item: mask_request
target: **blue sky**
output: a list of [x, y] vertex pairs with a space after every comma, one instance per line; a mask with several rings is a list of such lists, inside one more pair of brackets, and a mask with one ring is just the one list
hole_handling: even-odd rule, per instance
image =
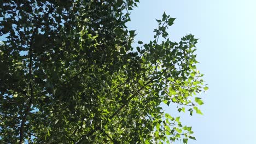
[[255, 0], [141, 0], [132, 11], [129, 26], [136, 29], [137, 40], [153, 39], [155, 20], [165, 11], [177, 18], [171, 39], [190, 33], [200, 39], [197, 68], [210, 89], [200, 95], [203, 116], [182, 116], [197, 139], [190, 144], [255, 143]]
[[[199, 38], [197, 65], [210, 89], [200, 106], [204, 115], [187, 113], [197, 141], [189, 143], [255, 143], [256, 134], [255, 1], [141, 0], [129, 26], [136, 40], [153, 39], [155, 19], [164, 11], [176, 17], [171, 39], [187, 34]], [[176, 113], [173, 107], [167, 112]]]

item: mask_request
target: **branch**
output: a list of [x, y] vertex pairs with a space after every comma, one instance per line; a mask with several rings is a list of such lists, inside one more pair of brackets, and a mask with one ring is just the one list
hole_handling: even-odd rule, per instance
[[[53, 7], [51, 10], [50, 10], [47, 14], [45, 15], [45, 16], [47, 16], [50, 13], [53, 11], [55, 7]], [[30, 111], [30, 108], [32, 104], [33, 100], [34, 99], [34, 95], [33, 95], [33, 88], [32, 85], [32, 80], [33, 80], [33, 75], [32, 75], [32, 67], [33, 67], [33, 39], [36, 34], [36, 32], [37, 29], [39, 28], [39, 25], [37, 26], [33, 33], [31, 35], [31, 38], [30, 40], [30, 51], [29, 51], [29, 56], [30, 56], [30, 63], [29, 63], [29, 72], [28, 75], [30, 76], [30, 82], [29, 82], [29, 87], [30, 89], [30, 97], [28, 98], [30, 100], [28, 103], [26, 107], [25, 110], [24, 111], [24, 115], [23, 116], [22, 119], [21, 120], [21, 124], [20, 128], [20, 144], [24, 143], [24, 125], [25, 124], [26, 122], [27, 121], [27, 117], [28, 115], [29, 112]]]

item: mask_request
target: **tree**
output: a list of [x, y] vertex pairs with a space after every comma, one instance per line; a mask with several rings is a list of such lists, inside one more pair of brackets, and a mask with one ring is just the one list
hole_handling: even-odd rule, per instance
[[164, 13], [154, 39], [135, 49], [125, 23], [138, 2], [1, 1], [0, 143], [195, 139], [161, 105], [201, 114], [201, 98], [190, 100], [208, 88], [195, 66], [197, 39], [170, 40], [175, 19]]

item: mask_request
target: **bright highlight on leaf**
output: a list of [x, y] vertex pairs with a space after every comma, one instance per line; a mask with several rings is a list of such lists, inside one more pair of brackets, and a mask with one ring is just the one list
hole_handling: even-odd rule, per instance
[[1, 1], [0, 143], [196, 140], [171, 112], [202, 115], [198, 39], [171, 40], [165, 12], [152, 39], [135, 41], [143, 34], [127, 23], [139, 2]]

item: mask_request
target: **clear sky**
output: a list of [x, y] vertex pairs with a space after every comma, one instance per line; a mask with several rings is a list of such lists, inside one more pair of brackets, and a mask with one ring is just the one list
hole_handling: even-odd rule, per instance
[[153, 39], [155, 19], [165, 11], [177, 18], [171, 39], [190, 33], [200, 39], [197, 67], [210, 89], [201, 95], [204, 115], [181, 119], [195, 132], [197, 141], [189, 143], [256, 143], [256, 1], [140, 1], [129, 25], [137, 40]]

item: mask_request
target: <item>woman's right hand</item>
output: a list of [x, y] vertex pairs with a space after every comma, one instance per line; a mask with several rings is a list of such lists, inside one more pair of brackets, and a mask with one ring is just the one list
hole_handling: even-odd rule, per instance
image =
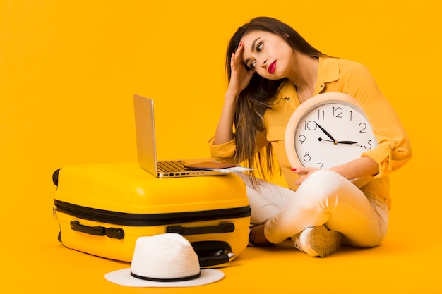
[[235, 53], [232, 54], [230, 59], [230, 82], [227, 89], [227, 93], [237, 97], [241, 91], [244, 90], [250, 82], [254, 69], [247, 71], [246, 66], [242, 61], [242, 53], [244, 49], [244, 43], [241, 41]]

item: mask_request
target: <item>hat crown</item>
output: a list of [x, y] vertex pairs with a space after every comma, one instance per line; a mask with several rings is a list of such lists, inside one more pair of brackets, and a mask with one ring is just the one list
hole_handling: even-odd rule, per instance
[[191, 245], [181, 235], [140, 237], [135, 245], [131, 274], [148, 281], [186, 281], [200, 276], [200, 265]]

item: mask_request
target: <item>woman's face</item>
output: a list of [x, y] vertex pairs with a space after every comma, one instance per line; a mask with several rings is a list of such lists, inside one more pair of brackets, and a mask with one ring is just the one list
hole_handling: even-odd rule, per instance
[[242, 61], [263, 78], [279, 80], [287, 78], [293, 56], [293, 49], [281, 37], [257, 30], [244, 36]]

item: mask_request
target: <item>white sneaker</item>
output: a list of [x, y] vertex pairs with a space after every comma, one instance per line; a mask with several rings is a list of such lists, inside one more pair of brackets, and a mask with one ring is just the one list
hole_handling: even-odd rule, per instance
[[325, 226], [307, 228], [292, 237], [294, 247], [311, 257], [325, 257], [341, 247], [341, 234]]

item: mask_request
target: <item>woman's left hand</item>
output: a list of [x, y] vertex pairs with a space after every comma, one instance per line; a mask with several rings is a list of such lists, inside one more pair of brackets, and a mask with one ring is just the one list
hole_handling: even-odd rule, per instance
[[299, 179], [294, 181], [294, 184], [299, 185], [309, 178], [309, 176], [318, 171], [319, 169], [315, 167], [297, 167], [292, 169], [292, 172], [299, 176]]

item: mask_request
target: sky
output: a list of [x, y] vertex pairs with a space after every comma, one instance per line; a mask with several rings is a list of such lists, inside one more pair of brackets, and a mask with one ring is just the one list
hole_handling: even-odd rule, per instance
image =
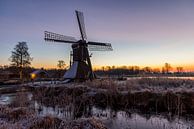
[[194, 71], [194, 0], [0, 0], [0, 65], [26, 41], [32, 66], [69, 64], [70, 44], [44, 41], [44, 31], [80, 38], [75, 10], [84, 13], [87, 39], [113, 51], [92, 52], [100, 66], [162, 67]]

-.-.-

Task brief:
Revise the listing above by changing every "hole_handling" to "fill_rule", keeping everything else the same. Leave the pictures out of your version.

Task result:
item: mask_request
target: **blue sky**
output: a list of [x, y] vertex pairs with a space after every comma, one instance per line; a mask with several rings is a list of such lists, inside one more pair of brackets, and a mask with one ring is just the one list
fill_rule: even-odd rule, per instance
image =
[[255, 0], [141, 0], [132, 11], [129, 26], [136, 29], [137, 40], [153, 39], [155, 20], [165, 11], [177, 18], [171, 39], [190, 33], [200, 39], [197, 68], [210, 89], [200, 95], [203, 116], [182, 116], [197, 139], [190, 144], [255, 143]]
[[[199, 38], [197, 65], [210, 89], [200, 106], [204, 115], [187, 113], [197, 141], [189, 143], [255, 143], [256, 134], [255, 1], [141, 0], [129, 26], [136, 40], [153, 39], [155, 19], [164, 11], [176, 17], [171, 39], [187, 34]], [[176, 113], [173, 107], [167, 112]]]

item: mask_request
target: **branch**
output: a list of [x, y] vertex pairs with a space after every comma, one instance per line; a mask with several rings is a list of such lists, inside one more pair of brackets, and a mask with one ring is just the one list
fill_rule: even-odd rule, per instance
[[[53, 7], [51, 10], [50, 10], [47, 14], [45, 15], [45, 16], [47, 16], [50, 13], [53, 11], [55, 7]], [[30, 111], [30, 108], [32, 104], [33, 100], [34, 99], [34, 95], [33, 95], [33, 88], [32, 85], [32, 80], [33, 80], [33, 75], [32, 75], [32, 67], [33, 67], [33, 39], [36, 34], [36, 32], [37, 29], [39, 28], [39, 25], [37, 26], [33, 33], [31, 35], [31, 38], [30, 40], [30, 51], [29, 51], [29, 56], [30, 56], [30, 63], [29, 63], [29, 72], [28, 75], [30, 76], [30, 82], [29, 82], [29, 87], [30, 89], [30, 97], [28, 98], [30, 100], [28, 103], [26, 107], [25, 110], [24, 111], [24, 115], [23, 116], [22, 119], [21, 120], [21, 124], [20, 128], [20, 144], [24, 143], [24, 125], [25, 124], [26, 122], [27, 121], [27, 117], [28, 115], [29, 112]]]

item: mask_request
target: **tree**
output: a list of [x, y] vertex pairs with a space after every comma, one instance per line; a mask with several rings is a list of such lists, inside one more pair of brackets, and a mask with one ring is just the one list
fill_rule: even-odd rule, per instance
[[164, 13], [154, 39], [135, 49], [125, 23], [138, 2], [1, 1], [0, 143], [195, 139], [161, 105], [201, 114], [201, 98], [190, 100], [208, 88], [195, 66], [197, 39], [170, 40], [175, 19]]

item: mask_request
target: **bright highlight on leaf**
output: a list of [x, y] vertex pairs with a space after every comma, one instance per line; a mask with several rings is a list of such lists, inside one more pair of brackets, and a mask with one ring is just the one list
fill_rule: even-odd rule, per instance
[[1, 1], [0, 143], [196, 140], [171, 112], [202, 115], [198, 39], [171, 40], [165, 12], [152, 39], [135, 41], [143, 34], [127, 23], [139, 2]]

item: mask_request
target: **clear sky**
output: a list of [x, y] vertex pairs with a space after every comma, one instance per line; a mask with several rings is a list of such lists, inside one more pair of brackets, and a mask with one ring is just the one list
fill_rule: even-odd rule, per instance
[[153, 39], [155, 19], [165, 11], [177, 18], [171, 39], [190, 33], [200, 39], [197, 67], [210, 89], [201, 95], [204, 115], [181, 119], [195, 132], [197, 141], [189, 143], [256, 143], [256, 1], [140, 1], [129, 25], [137, 40]]

item: mask_request
target: <item>woman's right hand</item>
output: a list of [x, y] vertex pairs with a space after every comma, one instance per line; a mask with several rings is a list of such lists, inside one more pair of brackets, and a mask with one ring is just the one list
fill_rule: even-odd rule, per instance
image =
[[235, 53], [232, 54], [230, 59], [230, 82], [227, 89], [227, 93], [237, 97], [241, 91], [244, 90], [250, 82], [254, 69], [247, 71], [246, 66], [242, 61], [242, 53], [244, 49], [244, 43], [241, 41]]

item: mask_request
target: <item>hat crown</item>
output: a list of [x, y] vertex pairs with a space after every comma, one instance per line; a mask with several rings is a list of such lists, inside one more pair of brackets, and a mask with one ring is just the one list
fill_rule: even-odd rule, per instance
[[191, 245], [181, 235], [140, 237], [135, 245], [131, 274], [148, 281], [186, 281], [200, 276], [200, 265]]

item: mask_request
target: <item>woman's face</item>
output: a list of [x, y] vertex pairs with a space after every comma, one instance per line; a mask with several rings is a list of such lists, inside one more pair of brackets, and a mask with one ring is just the one list
fill_rule: even-odd rule, per instance
[[242, 61], [263, 78], [279, 80], [287, 78], [293, 56], [293, 49], [281, 37], [257, 30], [244, 36]]

item: mask_request
target: <item>white sneaker</item>
output: a list of [x, y] vertex pairs with a space after every comma, one instance per line; a mask with several rings is a list of such lists, inside one more pair of brackets, and a mask with one ring is just the one list
fill_rule: even-odd rule, per instance
[[325, 226], [307, 228], [292, 237], [294, 247], [311, 257], [325, 257], [341, 247], [341, 234]]

item: mask_request
target: <item>woman's left hand</item>
output: a list of [x, y] vertex pairs with a space after every comma, one instance per line; a mask with several rings is a list of such lists, inside one more pair of brackets, and a mask with one ring is just the one list
fill_rule: even-odd rule, per instance
[[299, 179], [294, 181], [294, 184], [299, 185], [309, 178], [309, 176], [318, 171], [319, 169], [315, 167], [297, 167], [292, 169], [292, 172], [299, 176]]

item: mask_request
target: sky
output: a list of [x, y] vertex pairs with a space after every comma, one instance per line; a mask with several rings is a list of such lists, inside one more pair of brackets, and a mask with one ring is just the one list
fill_rule: even-odd rule, per instance
image =
[[194, 71], [194, 0], [0, 0], [0, 65], [26, 41], [32, 66], [69, 64], [70, 44], [44, 41], [44, 31], [80, 38], [75, 10], [84, 13], [87, 39], [113, 51], [92, 52], [100, 66], [162, 67]]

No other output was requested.